Study text:
┌────────
Having a sound retirement drawdown strategy and keeping to it is crucial if you want to be able to live comfortably in retirement and not spend time worrying about outliving your savings. Most of the financial services industry has been focused on helping people accumulate or save and invest (and their business models are built on this).
How to decumulate, or drawdown, and generate retirement income in a tax efficient way is a complex topic that is starting to get more attention. Here are five steps to decumulation – a retirement drawdown strategy:
In order to set your withdrawal plan you first need to know how much you’ll need and want. From a risk management perspective – try to get the “need to live on” amount as low as possible.
Take a hard look at your expenses and find ways to get as efficient as possible – this is a huge driver of how much you need in retirement. Build a budget, go through all of your expenses – especially recurring expenses. Get rid of bad debt (credit card, car payments, student loans – ideally pay off your mortgage). Consider where you want to live, since that is a huge driver of taxes and expenses in retirement – here are some lower cost/higher quality of life places in the US, and here are some places to retire abroad.
Consider health care and insurance costs. Out of pocket healthcare costs for a 65 year old couple are more than double what the average household has saved. Read up on how Medicare and Medicare Supplemental Insurance work.
There is an interesting movement called Financial Independence Retirement Early (FIRE) – the FIRE Community has some great lessons for traditional retirement people around being frugal/efficient and mindful.
What you are spending today. Is not what you’ll be spending next year or in 10 years. The reality is that for most people their expenses drop by ~ 10% per decade in retirement.
Here are 9 tips for estimating future expenses.
The more income you have in retirement, the less you need to draw down from your assets, so think carefully about this one.
When many people think of retirement they think “no more work” – the reality is that part-time work is part of many people’s retirement – for income, for engagement, to give back, or for social reasons.
It can be a way of breaking down the problem of retirement income into smaller pieces – for example, if you were making $100K a year and think you only need $75K in retirement, then Social Security ($25K) + part-time work ($25K) + drawdown savings ($25K) sounds like a more achievable plan.
Working part time also gives you a hedge if there’s a big market correction – you’ll give yourself more time for your investments to rebound and you might be able to dollar cost average into the lower market prices. Here are some ideas to find a new chapter for yourself by working in retirement.
Recently more people have started getting smarter and are delaying the start of Social Security benefits.
However, about 33% claim Social Security at 62 – which is generally a bad idea. Basically – if you think you’ll have a long life – then you should delay as long as possible since you’re effectively “buying” an inflation adjusted lifetime annuity backed by the US government at a lower rate than you could buy it on the private market. You can explore your breakeven age Social Security here. If you’re married, have the highest earner delay until 70 – here’s why.
Originally, most equity investments were made with an eye towards how much income they would pay to the stock holder; today dividend paying stocks (or ETFs or mutual funds) play that role along with fixed income (bond/debt) investments, and increasingly more sophisticated investors are looking into alternative investments (“alts” include private equity, hedge funds, managed futures, real estate, commodities, and derivatives contracts). In an ideal world, your investments generate enough income to cover your expenses, but very few people achieve that.
└────────
Input data:
┌────────
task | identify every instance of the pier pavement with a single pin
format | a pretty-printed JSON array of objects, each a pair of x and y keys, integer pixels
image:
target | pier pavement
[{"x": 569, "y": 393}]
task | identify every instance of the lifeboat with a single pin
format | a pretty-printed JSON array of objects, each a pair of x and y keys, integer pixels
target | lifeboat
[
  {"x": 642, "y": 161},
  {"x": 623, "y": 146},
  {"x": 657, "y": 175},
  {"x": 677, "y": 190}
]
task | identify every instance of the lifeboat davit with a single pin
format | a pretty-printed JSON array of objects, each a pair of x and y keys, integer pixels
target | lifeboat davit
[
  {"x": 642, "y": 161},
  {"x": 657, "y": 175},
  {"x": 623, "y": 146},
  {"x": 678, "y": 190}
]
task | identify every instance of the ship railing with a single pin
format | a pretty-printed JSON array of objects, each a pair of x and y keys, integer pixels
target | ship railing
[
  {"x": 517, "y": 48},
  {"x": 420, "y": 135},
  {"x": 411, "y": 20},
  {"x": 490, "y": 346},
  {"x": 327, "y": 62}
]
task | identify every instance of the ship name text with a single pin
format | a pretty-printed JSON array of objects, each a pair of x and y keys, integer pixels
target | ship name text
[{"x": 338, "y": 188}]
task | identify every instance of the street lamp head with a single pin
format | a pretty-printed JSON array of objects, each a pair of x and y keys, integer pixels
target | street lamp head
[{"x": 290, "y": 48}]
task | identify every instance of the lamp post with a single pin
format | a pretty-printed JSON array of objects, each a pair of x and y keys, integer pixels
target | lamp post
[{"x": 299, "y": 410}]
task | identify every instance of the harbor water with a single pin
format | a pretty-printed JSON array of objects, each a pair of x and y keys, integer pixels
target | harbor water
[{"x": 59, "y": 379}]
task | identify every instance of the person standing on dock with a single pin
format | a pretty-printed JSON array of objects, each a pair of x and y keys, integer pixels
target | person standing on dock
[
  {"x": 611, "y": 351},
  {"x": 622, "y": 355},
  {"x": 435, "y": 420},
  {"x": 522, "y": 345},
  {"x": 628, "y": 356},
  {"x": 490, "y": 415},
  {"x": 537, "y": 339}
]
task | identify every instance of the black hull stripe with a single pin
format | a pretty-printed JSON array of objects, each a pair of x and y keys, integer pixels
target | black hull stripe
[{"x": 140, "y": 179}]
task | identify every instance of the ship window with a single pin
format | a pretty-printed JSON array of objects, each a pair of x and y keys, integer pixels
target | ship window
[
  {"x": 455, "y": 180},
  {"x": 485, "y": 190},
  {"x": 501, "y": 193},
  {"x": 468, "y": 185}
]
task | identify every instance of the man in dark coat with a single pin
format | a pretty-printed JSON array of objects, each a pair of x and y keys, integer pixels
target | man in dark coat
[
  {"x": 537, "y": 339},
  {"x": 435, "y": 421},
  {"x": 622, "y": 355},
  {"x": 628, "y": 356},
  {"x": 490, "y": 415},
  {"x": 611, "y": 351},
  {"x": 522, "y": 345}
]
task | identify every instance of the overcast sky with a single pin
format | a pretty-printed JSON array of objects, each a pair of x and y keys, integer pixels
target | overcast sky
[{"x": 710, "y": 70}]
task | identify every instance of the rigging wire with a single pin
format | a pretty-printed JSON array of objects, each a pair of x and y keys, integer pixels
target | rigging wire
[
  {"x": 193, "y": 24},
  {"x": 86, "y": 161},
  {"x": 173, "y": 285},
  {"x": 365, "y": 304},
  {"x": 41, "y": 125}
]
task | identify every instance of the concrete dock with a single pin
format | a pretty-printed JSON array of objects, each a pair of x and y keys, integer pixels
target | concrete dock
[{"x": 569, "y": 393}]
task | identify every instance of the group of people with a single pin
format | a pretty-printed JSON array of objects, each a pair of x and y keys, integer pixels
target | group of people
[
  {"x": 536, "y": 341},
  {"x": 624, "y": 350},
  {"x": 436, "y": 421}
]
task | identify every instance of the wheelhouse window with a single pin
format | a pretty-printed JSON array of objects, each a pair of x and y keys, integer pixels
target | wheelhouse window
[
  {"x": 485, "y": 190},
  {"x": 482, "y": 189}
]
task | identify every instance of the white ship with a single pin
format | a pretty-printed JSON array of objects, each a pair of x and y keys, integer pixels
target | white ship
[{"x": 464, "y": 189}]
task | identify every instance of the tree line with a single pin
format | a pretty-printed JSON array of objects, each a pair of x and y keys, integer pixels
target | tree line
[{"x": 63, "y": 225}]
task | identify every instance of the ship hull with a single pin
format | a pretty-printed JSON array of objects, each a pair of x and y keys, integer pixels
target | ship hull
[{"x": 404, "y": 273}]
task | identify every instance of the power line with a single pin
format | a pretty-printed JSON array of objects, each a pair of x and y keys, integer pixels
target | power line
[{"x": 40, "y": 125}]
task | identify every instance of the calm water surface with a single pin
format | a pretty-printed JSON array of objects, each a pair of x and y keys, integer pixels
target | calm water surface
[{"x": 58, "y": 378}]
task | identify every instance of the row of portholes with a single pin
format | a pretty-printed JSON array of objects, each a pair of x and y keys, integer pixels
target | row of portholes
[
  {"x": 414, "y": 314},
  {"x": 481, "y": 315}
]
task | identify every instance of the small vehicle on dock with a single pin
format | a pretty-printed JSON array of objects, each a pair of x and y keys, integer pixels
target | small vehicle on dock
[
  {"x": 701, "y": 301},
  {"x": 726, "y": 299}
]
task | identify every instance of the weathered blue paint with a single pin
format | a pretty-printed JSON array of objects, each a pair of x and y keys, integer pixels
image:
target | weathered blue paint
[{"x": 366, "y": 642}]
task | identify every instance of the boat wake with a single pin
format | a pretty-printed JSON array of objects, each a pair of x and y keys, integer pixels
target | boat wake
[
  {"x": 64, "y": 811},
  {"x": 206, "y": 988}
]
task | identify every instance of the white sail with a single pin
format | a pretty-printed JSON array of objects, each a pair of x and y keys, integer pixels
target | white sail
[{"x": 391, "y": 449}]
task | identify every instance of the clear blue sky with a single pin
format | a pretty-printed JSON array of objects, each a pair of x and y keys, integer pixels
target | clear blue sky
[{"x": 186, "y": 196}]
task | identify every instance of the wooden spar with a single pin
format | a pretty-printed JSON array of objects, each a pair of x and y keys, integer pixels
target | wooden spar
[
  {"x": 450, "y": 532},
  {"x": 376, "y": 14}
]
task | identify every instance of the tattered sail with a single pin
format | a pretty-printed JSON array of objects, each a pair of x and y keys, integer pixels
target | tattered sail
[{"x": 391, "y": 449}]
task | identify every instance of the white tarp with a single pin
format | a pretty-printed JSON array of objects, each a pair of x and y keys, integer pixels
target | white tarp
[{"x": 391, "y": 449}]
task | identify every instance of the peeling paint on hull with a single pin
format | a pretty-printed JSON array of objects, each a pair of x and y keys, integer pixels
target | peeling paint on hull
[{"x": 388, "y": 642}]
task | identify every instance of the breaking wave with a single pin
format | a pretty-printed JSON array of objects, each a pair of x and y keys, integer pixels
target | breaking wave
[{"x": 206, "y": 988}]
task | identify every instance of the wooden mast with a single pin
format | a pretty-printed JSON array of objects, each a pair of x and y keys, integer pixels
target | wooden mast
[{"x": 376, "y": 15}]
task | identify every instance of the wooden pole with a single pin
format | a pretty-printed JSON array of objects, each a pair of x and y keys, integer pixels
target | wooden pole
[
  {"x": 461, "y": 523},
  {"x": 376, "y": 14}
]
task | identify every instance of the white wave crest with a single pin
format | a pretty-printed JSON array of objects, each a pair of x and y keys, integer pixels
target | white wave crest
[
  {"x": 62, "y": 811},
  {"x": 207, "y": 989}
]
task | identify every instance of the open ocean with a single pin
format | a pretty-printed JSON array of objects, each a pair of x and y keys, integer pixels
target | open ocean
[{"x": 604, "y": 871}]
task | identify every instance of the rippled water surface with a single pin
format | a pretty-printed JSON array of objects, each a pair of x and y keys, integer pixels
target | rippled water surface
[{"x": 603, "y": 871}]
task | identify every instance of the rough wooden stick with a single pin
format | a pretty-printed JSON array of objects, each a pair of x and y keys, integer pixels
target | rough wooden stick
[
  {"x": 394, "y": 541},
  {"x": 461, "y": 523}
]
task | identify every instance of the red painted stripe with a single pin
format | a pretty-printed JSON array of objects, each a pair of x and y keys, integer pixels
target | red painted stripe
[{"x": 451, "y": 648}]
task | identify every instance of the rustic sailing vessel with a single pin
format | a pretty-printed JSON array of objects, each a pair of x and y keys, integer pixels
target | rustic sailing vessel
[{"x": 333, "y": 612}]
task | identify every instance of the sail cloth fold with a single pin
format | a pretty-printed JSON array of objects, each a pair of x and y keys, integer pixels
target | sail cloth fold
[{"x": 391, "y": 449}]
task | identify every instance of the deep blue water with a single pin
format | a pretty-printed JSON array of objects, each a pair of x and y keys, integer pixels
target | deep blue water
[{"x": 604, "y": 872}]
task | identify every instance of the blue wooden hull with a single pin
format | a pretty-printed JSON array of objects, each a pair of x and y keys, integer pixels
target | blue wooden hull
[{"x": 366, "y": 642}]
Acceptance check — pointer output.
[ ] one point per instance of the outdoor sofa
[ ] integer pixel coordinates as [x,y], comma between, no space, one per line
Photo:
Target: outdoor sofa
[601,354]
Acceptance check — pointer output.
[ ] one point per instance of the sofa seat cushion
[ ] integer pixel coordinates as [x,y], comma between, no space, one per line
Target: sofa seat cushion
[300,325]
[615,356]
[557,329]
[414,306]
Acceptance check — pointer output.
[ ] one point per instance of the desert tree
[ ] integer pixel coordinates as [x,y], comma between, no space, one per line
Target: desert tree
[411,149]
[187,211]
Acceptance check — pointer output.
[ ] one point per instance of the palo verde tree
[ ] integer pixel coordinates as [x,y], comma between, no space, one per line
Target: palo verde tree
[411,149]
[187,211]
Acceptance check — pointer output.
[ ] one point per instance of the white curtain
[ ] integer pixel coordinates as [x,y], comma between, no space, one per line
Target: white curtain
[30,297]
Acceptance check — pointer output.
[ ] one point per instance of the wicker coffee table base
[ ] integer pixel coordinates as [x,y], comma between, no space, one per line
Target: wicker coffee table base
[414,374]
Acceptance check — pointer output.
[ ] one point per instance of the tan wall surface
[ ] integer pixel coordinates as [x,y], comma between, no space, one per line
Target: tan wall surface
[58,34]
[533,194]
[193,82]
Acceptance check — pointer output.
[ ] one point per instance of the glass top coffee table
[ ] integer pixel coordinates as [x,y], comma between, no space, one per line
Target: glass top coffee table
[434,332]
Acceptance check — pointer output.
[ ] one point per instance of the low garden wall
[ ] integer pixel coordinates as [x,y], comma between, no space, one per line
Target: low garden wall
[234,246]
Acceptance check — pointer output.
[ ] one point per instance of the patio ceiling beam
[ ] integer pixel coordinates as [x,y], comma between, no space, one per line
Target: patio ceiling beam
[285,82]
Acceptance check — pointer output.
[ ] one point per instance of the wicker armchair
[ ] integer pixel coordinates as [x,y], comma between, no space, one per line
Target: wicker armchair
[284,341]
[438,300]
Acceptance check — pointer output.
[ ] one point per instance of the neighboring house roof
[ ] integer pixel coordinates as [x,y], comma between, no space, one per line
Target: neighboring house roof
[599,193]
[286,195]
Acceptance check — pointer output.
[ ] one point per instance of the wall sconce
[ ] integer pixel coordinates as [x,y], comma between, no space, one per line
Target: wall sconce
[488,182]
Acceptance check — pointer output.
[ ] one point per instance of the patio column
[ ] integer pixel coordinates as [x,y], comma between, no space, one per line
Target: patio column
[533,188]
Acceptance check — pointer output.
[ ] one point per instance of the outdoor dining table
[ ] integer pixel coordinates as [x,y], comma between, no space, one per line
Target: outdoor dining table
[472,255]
└────────
Extend the retirement drawdown strategy text past its last sentence, in the same voice.

Annuities are contracts with insurance companies that allow you to “buy” guaranteed income – they can be purchased with qualified or non-qualified money. Qualified Lifetime Annuity Contracts (QLACs) are growing in popularity. These allow you to use qualified savings to buy an annuity for guaranteed income, and as an added bonus, they allow you to delay RMDs until 85.
There are a lot of types of annuities and you need to be careful to make sure you buy one efficiently if you go down this path. See how much lifetime income you can buy with a lifetime annuity calculator.
Many people have some other big levers that they could potentially pull which could significantly impact their retirement drawdown strategy, so it’s worth considering them before they execute their drawdown plan.
The single biggest risk that everyone worries about is outliving their money, because no one knows how long they will live. There are a couple of ways to manage this risk:
For most homeowners, their home equity is about half of their net worth – it ranks within the top ten retirement income tips on NewRetirement for good reason. There are several ways you can access this asset:
The main part of enjoying and getting the most out of your retirement is being healthy. Eat right, exercise, get enough sleep, don’t stress out, be mindful, stay social with your friends, and get out for some nice long walks in the woods – preferably with your dog.
If your health is compromised, you’re much more likely to burn up your hard earned savings. Consider different ways to hedge the risk you’ll need Long Term Care – many people can self insure or buy an annuity or hybrid annuity/LTC product vs. pure long-term care insurance which is being offered by fewer insurers each year.
There are two key parts to a tax efficient retirement drawdown strategy.
Drawing assets from different kinds of accounts will impact the taxes you’ll need to pay when you draw down in retirement. There are essentially three places to hold your retirement savings, which are covered below. Ideally, prepare for your drawdown by positioning your savings and investments into the appropriate accounts so they can can be drawn down tax efficiently. The reality for most people is that most of their savings are in qualified accounts. How this money is held goes to the next item – tax efficient drawdowns of these assets.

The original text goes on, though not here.